WHAT YOU HAVE TO DO
From the records below, set down exactly the lines starting with the line that contains "mark: the footballer's outstretched" and going on through the line that contains "mark: the player's". Nothing else is wanted.

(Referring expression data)
===

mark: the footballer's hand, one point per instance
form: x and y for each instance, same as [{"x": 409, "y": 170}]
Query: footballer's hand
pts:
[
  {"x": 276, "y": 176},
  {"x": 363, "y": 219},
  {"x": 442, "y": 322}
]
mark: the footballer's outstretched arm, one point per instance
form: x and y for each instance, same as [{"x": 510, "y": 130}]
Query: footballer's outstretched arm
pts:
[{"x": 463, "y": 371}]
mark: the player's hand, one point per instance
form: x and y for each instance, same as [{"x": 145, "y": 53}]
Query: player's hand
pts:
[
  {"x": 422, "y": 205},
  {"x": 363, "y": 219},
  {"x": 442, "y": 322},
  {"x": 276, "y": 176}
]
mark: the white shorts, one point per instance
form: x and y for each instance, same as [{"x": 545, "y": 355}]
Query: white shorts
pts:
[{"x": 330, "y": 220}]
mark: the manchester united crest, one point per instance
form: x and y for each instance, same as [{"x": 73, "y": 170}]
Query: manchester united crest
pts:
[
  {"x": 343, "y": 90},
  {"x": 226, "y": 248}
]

===

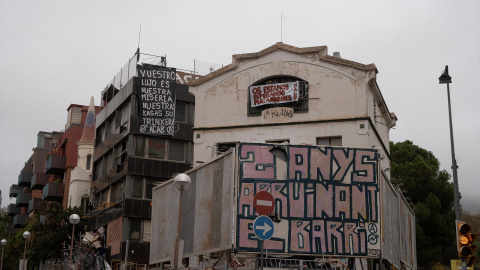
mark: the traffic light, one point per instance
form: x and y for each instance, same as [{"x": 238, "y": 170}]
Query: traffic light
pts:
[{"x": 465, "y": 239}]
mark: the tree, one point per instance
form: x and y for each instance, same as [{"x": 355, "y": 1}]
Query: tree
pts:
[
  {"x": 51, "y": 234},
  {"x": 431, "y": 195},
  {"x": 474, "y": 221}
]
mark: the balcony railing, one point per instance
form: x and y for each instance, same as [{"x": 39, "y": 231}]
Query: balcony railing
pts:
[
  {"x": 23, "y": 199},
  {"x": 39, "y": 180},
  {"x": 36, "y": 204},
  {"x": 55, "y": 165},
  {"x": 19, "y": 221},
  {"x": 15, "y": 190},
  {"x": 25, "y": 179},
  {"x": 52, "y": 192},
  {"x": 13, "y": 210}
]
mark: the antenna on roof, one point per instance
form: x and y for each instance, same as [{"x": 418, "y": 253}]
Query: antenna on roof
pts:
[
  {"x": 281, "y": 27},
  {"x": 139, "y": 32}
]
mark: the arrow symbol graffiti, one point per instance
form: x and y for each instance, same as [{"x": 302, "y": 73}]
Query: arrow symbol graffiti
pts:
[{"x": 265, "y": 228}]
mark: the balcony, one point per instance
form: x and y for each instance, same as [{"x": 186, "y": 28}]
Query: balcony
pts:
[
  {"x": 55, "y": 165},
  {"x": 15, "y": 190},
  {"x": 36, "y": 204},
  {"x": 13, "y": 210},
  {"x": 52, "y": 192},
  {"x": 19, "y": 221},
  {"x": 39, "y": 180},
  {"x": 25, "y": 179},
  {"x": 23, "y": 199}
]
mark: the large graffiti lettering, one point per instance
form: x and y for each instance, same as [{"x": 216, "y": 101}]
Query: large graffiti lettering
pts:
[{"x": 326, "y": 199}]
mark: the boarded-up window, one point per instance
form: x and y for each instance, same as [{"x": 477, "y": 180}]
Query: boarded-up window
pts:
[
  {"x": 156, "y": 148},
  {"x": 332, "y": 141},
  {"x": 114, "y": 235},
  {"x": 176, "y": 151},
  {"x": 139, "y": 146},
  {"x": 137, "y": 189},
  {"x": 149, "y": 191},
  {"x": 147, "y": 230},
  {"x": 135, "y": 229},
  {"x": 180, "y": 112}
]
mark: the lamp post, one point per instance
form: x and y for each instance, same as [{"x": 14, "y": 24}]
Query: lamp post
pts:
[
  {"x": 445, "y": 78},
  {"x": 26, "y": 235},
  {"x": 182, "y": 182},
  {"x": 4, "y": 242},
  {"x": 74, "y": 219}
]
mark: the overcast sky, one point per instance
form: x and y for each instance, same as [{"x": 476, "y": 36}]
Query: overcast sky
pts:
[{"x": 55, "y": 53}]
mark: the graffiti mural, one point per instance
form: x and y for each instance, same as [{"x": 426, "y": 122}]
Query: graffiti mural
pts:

===

EXERCISE ANSWER
mark: the footballer's outstretched arm, one point per instance
form: x and y for each instance, same as [{"x": 510, "y": 130}]
Query: footballer's outstretched arm
pts:
[{"x": 463, "y": 371}]
mark: the player's hand, one point per instance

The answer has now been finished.